>> BEGIN Data supplied

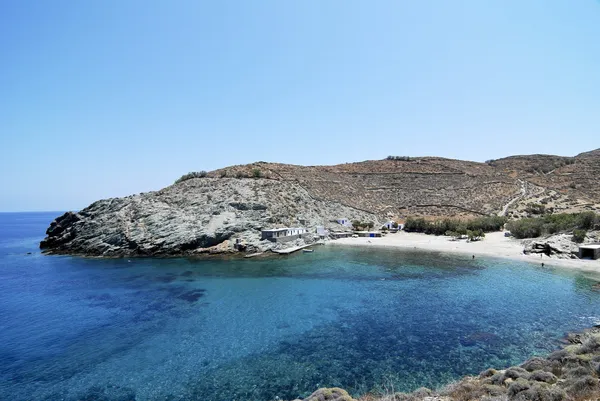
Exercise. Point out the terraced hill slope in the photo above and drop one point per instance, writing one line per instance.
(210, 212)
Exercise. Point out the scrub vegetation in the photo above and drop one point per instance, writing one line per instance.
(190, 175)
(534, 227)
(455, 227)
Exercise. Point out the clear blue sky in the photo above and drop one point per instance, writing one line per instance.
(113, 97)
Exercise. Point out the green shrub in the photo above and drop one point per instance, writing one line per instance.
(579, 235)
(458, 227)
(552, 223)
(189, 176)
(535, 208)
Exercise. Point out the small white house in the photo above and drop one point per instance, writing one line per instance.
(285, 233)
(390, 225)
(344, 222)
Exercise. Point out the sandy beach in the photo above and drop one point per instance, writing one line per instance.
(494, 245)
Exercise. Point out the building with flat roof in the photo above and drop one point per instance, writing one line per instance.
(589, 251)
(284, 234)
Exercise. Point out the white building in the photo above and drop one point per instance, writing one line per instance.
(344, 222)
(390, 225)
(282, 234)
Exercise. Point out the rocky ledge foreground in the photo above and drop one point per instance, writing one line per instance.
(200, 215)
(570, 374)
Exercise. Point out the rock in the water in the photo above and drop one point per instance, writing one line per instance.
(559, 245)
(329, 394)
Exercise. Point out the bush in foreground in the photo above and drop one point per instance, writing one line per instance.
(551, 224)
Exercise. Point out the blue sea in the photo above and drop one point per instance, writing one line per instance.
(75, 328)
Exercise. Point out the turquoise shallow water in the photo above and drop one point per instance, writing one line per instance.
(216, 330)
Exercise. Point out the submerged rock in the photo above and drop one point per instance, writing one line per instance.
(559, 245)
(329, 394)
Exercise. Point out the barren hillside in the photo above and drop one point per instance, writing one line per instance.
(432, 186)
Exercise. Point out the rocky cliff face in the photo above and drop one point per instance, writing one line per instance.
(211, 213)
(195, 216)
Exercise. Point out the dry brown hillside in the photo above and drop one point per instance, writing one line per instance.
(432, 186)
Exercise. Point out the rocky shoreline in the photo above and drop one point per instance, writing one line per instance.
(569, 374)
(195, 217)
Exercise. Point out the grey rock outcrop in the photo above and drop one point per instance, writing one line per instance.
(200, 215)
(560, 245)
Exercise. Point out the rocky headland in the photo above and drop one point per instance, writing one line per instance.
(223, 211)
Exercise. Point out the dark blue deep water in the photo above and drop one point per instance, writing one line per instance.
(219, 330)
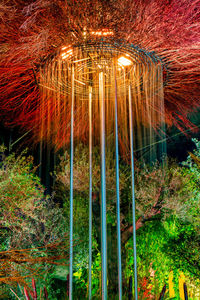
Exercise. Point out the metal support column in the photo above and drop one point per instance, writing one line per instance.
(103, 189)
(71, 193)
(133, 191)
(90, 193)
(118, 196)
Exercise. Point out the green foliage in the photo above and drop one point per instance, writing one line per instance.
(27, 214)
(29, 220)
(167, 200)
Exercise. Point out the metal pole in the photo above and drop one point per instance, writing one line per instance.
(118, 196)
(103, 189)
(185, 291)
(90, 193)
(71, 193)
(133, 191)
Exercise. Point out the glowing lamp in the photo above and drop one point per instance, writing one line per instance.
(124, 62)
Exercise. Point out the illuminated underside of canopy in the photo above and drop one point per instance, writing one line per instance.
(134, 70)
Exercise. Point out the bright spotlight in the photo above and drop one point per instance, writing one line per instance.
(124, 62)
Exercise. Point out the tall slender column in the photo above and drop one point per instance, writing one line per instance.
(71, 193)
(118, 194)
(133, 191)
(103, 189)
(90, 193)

>> END Data supplied
>> BEGIN Data supplied

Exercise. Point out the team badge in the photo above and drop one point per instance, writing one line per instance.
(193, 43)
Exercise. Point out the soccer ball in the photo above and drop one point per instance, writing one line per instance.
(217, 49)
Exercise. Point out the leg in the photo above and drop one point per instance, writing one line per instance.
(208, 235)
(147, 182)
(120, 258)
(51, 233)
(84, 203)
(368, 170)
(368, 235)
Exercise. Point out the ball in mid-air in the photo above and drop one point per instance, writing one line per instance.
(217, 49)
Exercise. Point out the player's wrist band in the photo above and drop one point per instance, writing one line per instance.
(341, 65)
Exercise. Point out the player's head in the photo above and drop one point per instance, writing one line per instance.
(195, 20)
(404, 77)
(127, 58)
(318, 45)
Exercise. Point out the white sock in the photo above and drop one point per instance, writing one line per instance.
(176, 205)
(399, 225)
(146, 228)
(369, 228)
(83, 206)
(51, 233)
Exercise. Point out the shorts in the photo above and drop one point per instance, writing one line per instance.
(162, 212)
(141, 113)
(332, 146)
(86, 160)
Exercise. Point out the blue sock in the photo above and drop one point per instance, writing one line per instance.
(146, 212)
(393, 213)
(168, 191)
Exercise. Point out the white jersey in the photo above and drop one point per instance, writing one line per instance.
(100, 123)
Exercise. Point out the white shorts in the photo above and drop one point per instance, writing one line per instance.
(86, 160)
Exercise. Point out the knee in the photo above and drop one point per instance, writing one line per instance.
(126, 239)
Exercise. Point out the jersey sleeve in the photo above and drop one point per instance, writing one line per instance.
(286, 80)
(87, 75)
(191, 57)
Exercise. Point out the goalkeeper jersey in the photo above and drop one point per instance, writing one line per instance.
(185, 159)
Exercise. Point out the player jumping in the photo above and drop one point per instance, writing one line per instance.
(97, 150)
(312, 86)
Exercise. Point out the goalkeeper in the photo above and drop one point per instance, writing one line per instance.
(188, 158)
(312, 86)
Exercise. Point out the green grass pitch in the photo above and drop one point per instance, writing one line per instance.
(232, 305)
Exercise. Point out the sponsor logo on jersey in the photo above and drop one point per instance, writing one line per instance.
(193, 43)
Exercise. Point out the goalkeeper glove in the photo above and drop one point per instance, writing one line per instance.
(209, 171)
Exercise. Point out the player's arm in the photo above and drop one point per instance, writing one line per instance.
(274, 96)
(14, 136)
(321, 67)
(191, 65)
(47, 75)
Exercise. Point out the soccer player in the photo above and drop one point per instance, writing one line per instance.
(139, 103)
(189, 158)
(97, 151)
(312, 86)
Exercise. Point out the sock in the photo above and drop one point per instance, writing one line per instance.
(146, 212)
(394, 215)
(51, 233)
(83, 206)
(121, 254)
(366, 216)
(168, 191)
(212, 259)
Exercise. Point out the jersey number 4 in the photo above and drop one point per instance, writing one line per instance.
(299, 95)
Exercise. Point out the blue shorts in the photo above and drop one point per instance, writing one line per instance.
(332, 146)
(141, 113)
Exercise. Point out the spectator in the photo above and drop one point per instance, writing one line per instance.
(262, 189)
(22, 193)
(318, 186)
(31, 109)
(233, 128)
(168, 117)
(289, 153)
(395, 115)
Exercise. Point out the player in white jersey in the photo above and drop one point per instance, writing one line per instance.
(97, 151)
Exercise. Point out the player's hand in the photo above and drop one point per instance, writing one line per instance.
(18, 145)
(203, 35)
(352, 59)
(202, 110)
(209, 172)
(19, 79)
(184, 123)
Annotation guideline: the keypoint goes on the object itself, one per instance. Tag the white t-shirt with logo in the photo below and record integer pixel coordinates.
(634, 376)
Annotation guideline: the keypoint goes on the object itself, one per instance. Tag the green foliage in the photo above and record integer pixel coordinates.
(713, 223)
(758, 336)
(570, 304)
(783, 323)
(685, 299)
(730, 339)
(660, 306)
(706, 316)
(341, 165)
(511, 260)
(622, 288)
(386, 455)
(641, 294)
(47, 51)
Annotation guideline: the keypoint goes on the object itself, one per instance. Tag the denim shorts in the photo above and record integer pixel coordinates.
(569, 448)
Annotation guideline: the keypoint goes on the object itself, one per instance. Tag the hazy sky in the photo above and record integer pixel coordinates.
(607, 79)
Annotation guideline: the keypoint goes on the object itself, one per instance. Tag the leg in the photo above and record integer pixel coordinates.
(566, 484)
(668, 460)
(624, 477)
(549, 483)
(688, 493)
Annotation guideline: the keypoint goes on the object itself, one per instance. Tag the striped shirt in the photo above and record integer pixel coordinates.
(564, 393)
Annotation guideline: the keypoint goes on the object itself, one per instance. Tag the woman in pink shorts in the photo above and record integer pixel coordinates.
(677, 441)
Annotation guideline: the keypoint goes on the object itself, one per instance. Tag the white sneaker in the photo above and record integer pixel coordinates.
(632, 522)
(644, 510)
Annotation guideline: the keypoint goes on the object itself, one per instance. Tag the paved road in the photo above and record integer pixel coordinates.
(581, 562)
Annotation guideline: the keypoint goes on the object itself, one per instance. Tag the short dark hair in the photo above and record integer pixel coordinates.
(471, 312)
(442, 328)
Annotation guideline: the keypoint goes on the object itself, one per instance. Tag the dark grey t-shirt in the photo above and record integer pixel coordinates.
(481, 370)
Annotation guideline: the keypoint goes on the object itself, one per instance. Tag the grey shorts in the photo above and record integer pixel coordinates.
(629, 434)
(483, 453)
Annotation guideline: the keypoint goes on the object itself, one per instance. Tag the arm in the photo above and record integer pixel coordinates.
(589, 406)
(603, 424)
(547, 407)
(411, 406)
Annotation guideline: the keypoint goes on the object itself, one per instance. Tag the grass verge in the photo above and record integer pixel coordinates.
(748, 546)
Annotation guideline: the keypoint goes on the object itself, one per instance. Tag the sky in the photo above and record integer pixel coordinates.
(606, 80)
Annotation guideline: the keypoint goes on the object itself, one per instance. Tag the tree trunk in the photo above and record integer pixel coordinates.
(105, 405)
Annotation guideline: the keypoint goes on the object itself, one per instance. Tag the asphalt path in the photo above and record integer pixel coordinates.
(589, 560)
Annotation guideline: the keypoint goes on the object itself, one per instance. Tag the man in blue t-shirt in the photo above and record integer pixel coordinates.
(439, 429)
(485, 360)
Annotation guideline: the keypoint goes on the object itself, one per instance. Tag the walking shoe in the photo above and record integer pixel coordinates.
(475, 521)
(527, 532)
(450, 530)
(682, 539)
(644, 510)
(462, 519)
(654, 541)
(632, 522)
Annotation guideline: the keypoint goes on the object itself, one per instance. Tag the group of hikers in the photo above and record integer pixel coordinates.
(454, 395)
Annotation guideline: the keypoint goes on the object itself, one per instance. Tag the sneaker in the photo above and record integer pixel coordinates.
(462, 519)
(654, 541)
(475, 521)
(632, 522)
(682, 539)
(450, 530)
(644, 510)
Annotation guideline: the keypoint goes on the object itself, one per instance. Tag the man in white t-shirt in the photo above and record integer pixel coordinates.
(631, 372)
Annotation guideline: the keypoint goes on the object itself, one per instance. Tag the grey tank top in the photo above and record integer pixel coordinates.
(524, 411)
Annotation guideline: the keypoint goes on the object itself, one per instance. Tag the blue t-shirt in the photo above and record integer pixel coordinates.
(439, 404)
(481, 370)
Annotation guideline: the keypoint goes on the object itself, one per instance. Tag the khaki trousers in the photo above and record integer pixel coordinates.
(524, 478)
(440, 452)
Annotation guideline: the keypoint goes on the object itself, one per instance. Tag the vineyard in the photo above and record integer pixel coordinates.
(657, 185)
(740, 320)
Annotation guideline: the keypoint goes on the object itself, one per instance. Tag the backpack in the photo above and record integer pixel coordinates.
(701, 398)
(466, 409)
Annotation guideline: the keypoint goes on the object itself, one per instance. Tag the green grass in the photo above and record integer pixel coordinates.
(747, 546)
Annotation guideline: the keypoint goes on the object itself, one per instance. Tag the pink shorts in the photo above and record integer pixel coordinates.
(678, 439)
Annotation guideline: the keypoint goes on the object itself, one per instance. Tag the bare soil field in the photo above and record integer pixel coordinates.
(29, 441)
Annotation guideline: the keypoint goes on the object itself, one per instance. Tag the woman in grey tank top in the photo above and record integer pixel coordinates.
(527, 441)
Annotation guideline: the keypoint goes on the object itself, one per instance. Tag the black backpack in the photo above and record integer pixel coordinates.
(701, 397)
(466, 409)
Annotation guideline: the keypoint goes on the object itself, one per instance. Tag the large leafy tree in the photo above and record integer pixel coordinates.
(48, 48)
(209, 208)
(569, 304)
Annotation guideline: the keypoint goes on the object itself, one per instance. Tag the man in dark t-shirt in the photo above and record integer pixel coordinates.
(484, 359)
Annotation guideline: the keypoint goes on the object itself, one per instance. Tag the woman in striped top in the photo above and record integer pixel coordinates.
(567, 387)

>> END Data supplied
>> BEGIN Data supplied

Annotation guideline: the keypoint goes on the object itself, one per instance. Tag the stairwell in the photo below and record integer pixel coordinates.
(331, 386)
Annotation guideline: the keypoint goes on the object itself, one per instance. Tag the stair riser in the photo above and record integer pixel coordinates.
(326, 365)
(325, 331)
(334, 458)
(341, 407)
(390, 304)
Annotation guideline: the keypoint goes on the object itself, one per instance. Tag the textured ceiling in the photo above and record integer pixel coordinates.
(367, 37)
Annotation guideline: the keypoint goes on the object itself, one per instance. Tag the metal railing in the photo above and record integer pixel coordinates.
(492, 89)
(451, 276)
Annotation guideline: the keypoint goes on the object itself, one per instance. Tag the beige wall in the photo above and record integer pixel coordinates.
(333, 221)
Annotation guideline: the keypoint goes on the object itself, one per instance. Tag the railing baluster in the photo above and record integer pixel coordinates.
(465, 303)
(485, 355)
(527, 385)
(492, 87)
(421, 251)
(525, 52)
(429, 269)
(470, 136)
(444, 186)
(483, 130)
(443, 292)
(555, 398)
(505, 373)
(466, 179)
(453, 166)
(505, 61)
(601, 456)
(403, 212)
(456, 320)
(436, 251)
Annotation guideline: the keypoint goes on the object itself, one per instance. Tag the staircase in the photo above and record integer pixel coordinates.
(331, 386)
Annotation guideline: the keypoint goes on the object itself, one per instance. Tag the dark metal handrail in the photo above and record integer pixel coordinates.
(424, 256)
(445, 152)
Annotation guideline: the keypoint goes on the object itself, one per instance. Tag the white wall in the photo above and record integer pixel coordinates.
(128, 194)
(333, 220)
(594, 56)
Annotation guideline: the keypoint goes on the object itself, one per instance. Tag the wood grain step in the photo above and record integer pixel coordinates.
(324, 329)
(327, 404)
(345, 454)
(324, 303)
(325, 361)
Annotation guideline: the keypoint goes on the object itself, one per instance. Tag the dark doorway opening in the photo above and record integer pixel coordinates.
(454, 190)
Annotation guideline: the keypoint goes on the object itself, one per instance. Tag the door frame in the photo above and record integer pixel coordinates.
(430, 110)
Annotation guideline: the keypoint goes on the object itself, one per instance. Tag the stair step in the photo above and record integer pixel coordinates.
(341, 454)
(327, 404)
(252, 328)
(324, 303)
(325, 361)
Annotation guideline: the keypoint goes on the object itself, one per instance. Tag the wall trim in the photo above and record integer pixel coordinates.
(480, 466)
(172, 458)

>> END Data supplied

[Exercise instructions]
Report each line of the records above that contains the word "grass", copying every such line in full.

[The response]
Exercise. Point out the green grass pitch in the photo above and drop one point per instance, writing one line per instance.
Annotation guideline: the keypoint goes on the object itself, one per instance. Tag the grass verge in the photo above and record integer pixel coordinates.
Annotation guideline: the keypoint goes on the object itself, one per instance. Tag the green grass in the photo above and record integer pixel coordinates.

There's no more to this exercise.